• _STATED EXERCISE 1_:
Summarize the blog post about turning 25 in two sentences.
• _STATED EXERCISE 2_:
Write what comes next in the blog post about turning 25, starting after its last sentence.

• _TEXT PASSAGE_:

★ ★ ★ ★ ★ ★ ★

ME/Chronic Fatigue Syndrome · Mental Health

25

‘You don’t realise when you’re young,’ says my mum, ‘how quickly life goes.’
‘Of course I realise!’ I say. ‘I’m 25, and I’ve done nothing, and my life is slipping through my fingers…’
‘But you’ve done loads!’ she says. ‘You’ve done a degree, and you’ve travelled, and you’ve written two books, one of which you’re now rewriting. You’ve had all sorts of experiences, some of them good, some of them bad.’

Of course. Of course. I am being too hard on myself again. It would be so easy, now, for me to paint a different, all-too-familiar picture: 2:2, not to many places, not published. But I have to stop. I’ve done loads. I’ve had, if not an always-good life, then at least a varied one, and I am still so, so young. Even if the time goes quickly, there is plenty of it.

For a little while now, I’ve been suspicious that my terrible memory is leading me to write the same blog post over and over again, and I’m in danger of doing that again today. It’s not quite true, but there is a definite theme to my blog, a distinct disquiet, a winter of discontent.

★ ★ ★ ★ ★ ★ ★

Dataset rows
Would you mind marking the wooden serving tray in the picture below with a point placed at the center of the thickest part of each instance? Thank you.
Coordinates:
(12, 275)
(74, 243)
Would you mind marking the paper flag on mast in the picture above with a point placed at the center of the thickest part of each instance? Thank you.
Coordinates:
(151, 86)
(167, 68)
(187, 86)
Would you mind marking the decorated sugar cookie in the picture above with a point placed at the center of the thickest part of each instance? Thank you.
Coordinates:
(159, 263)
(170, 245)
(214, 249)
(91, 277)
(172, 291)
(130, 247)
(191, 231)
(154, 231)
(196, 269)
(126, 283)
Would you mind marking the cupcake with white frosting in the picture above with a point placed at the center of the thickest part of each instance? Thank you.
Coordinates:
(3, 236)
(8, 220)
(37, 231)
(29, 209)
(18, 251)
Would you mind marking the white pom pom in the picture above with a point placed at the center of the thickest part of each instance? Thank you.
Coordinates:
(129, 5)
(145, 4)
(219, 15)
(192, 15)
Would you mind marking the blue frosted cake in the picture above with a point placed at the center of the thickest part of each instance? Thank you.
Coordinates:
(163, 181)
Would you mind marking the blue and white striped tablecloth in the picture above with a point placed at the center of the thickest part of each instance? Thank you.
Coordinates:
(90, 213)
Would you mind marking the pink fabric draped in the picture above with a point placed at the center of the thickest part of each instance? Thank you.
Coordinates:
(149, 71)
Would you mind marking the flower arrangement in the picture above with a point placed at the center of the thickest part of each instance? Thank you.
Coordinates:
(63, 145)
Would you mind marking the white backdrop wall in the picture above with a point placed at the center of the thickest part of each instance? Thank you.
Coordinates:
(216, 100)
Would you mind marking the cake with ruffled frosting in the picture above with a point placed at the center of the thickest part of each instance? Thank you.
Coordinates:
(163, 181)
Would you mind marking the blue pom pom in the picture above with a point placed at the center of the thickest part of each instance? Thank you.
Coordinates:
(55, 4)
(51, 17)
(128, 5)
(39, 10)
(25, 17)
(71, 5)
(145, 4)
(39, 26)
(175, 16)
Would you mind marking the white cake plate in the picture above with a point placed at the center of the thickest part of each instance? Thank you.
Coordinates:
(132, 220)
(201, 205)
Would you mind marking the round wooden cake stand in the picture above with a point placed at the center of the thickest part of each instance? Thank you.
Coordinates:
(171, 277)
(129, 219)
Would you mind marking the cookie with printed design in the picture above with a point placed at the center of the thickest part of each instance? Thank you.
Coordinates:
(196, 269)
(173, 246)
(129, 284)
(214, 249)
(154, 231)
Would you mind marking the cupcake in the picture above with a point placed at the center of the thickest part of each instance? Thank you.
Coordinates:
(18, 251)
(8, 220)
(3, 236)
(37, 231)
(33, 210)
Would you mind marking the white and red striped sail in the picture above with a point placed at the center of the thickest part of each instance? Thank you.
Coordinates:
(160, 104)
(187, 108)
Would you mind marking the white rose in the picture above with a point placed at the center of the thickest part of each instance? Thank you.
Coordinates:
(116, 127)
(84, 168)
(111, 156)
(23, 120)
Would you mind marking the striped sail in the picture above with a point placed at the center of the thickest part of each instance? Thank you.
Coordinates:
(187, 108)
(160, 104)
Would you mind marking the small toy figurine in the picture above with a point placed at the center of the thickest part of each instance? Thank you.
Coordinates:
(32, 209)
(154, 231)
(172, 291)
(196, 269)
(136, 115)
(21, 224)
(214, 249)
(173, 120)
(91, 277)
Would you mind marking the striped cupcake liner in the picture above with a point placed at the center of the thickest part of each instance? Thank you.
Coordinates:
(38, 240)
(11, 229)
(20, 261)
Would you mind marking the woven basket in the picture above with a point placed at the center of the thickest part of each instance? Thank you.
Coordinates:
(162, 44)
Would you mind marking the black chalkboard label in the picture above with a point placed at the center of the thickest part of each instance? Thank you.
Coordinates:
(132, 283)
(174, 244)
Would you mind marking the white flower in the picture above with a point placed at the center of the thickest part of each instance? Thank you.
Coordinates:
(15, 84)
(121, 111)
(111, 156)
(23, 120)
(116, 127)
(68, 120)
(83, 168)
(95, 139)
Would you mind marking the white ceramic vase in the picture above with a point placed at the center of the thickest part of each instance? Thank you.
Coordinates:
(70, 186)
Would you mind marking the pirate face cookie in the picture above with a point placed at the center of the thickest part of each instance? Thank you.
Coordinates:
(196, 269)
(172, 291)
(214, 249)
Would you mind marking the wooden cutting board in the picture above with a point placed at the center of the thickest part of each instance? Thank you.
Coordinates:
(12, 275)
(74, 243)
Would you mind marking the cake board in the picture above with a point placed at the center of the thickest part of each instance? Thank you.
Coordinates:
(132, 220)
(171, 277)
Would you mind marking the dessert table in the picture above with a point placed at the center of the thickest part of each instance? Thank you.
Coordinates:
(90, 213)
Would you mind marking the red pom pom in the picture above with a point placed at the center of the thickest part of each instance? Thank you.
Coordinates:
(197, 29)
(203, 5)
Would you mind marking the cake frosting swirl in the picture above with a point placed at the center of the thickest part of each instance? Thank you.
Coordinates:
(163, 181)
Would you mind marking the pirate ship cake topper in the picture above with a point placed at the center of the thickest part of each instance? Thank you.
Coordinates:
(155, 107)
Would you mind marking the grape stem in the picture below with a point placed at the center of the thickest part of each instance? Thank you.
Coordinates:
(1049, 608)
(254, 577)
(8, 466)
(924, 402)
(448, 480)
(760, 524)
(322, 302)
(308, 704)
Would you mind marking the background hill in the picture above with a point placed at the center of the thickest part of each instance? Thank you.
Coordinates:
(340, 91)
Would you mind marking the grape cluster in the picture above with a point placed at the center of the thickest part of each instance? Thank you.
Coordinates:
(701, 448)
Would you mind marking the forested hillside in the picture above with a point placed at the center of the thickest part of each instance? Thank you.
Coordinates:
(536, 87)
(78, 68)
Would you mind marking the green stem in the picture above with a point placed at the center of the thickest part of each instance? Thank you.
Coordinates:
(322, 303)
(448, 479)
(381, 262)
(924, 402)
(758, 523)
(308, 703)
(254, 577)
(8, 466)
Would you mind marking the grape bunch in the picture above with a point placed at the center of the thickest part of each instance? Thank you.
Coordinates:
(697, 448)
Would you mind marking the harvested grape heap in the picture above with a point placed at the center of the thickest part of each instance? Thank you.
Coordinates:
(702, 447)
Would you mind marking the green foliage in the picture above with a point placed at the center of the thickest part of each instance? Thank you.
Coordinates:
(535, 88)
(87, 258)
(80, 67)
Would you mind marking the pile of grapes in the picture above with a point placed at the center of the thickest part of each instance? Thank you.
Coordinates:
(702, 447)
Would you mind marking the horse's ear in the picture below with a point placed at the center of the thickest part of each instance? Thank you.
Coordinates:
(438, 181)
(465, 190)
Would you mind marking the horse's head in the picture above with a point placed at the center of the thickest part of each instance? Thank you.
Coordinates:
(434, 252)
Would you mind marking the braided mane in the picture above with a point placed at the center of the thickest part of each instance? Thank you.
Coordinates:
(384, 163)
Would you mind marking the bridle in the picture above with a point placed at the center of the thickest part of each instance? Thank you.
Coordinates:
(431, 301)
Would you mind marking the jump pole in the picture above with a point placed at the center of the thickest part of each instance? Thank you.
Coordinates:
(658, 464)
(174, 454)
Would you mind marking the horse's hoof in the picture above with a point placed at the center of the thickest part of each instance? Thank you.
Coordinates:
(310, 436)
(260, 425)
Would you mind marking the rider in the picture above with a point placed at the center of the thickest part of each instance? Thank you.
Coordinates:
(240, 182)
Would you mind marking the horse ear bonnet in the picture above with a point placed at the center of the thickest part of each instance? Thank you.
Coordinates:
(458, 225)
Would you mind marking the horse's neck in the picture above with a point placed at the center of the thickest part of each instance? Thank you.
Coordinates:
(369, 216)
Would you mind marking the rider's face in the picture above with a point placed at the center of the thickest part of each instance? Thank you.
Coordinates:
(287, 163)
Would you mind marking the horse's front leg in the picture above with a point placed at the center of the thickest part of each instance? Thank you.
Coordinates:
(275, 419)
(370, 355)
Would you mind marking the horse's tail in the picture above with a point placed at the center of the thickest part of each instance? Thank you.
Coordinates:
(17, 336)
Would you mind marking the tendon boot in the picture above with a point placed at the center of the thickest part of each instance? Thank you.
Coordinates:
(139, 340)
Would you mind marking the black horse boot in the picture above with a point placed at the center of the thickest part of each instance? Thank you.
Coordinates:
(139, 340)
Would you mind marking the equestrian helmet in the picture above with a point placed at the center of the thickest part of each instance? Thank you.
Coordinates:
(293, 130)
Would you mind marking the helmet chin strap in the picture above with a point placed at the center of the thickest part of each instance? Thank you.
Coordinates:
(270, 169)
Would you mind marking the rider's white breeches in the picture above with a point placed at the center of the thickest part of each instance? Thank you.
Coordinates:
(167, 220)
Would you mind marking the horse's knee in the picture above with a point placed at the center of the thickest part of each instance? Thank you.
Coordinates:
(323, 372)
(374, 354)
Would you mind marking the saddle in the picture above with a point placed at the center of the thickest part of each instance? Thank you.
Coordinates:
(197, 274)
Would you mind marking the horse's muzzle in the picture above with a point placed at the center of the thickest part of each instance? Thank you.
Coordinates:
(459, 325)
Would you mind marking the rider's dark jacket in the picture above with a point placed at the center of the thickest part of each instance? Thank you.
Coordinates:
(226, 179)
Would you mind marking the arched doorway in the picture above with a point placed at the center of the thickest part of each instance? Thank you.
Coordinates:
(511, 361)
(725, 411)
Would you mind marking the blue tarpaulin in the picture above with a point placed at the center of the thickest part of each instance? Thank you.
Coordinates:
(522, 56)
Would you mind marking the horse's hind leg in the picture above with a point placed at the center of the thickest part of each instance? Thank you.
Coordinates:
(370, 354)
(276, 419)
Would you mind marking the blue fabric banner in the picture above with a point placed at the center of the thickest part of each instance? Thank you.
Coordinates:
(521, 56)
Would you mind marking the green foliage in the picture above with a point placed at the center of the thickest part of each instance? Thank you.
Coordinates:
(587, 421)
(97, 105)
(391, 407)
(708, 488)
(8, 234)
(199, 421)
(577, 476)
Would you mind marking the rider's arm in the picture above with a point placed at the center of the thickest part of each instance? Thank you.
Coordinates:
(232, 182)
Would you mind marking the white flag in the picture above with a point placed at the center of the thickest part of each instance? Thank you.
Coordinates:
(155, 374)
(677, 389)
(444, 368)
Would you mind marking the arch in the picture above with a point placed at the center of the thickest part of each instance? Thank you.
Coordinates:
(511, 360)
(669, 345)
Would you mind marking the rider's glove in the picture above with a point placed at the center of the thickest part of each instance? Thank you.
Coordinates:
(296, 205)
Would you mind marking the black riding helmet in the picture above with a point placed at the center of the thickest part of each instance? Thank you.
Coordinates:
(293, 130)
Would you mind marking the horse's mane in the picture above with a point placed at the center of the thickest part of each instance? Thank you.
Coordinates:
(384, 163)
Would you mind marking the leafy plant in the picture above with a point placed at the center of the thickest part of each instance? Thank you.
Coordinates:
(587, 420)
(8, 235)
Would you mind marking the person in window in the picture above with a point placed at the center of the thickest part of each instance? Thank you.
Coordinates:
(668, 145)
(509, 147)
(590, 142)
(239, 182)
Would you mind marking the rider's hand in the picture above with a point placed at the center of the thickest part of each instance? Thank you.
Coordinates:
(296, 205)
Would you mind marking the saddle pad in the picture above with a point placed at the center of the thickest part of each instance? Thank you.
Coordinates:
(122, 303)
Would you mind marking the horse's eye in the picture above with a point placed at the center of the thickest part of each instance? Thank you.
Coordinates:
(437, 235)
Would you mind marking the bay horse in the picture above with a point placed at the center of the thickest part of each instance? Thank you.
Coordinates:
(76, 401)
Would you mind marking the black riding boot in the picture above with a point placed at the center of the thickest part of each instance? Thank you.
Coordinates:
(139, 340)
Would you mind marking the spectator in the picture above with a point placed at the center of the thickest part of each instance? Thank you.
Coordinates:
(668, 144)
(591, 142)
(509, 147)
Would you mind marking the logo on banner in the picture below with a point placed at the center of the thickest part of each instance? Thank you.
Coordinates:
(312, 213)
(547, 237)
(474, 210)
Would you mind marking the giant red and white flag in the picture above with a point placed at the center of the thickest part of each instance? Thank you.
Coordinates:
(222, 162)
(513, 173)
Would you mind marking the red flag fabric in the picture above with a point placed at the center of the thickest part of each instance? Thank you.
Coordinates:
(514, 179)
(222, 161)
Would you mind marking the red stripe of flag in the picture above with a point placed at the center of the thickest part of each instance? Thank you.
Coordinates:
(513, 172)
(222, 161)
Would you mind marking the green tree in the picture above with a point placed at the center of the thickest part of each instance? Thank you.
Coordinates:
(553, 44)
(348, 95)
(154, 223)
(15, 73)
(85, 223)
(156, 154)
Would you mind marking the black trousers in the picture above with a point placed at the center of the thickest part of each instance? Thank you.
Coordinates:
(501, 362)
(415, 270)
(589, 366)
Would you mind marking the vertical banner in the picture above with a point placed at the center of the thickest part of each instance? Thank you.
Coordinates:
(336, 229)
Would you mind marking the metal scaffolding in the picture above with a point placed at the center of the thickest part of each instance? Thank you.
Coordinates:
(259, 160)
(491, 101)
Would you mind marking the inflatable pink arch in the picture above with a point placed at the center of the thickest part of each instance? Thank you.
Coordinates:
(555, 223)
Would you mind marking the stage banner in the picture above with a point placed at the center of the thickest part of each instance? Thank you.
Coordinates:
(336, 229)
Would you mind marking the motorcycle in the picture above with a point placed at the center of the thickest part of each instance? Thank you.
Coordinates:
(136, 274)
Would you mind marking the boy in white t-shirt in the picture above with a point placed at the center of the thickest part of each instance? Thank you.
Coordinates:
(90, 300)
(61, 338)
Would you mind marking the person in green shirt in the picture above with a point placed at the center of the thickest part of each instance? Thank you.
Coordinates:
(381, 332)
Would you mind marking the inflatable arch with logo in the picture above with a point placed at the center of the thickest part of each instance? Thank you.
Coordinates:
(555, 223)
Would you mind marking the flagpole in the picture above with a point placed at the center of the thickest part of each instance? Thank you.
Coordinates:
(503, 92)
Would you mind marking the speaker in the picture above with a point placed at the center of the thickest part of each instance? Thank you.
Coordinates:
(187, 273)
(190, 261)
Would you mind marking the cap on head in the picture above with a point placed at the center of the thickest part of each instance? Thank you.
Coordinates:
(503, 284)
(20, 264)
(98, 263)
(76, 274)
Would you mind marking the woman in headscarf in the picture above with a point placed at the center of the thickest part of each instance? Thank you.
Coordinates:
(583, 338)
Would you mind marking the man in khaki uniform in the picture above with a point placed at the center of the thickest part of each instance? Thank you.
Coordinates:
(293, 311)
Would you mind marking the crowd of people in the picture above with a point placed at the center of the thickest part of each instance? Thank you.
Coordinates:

★ ★ ★ ★ ★ ★ ★

• _ANSWER 1_:
At 25, the writer complains to their mum that they have done nothing and that life is slipping away, and she points to their degree, travels, two books and varied experiences. The writer accepts being too hard on themselves and decides there is plenty of time, then worries that a poor memory keeps producing the same blog post, one with a distinct theme of disquiet.

• _ANSWER 2_:
Now is not the winter of my discontent

I was planning a post bemoaning that this is not how I envisaged my life would be, turning 25. (I don’t know quite when I made these envisions, but they certainly only grew so strong after I became ill.) I made a large quantity of intensely self-critical notes, not only specifying things like how many years it’s been since I moved back in with my parents and all the ghastly things that have happened during that time, but also regretting that I didn’t make more of my wellness when I had it. I should have done this, not done that, not been so scared, made the most. But I am learning more and more just how bad it is for me, and just how detrimental it is to recovery, to dwell on past misfortunes, to put down past achievements, and to renounce the present.

Writing that last paragraph felt so unlike me that I was a little revulsed by it. But I need to learn that I am not that revulsion, nor am I these hateful, dismissive thoughts I so often have

I hate being ill. I am so frustrated. That’s never going to change, and nor should it, for it is this dissatisfaction that drives me to do everything in my power to get well again. But I cannot dismiss this phase in my life as a time only of waiting. I cannot tell myself that this is a time to be unhappy, because this isn’t the life I want – but that one day I will get the life I want, and only then I am allowed to be happy.

One day, I will get the life I want. But I can be happy now.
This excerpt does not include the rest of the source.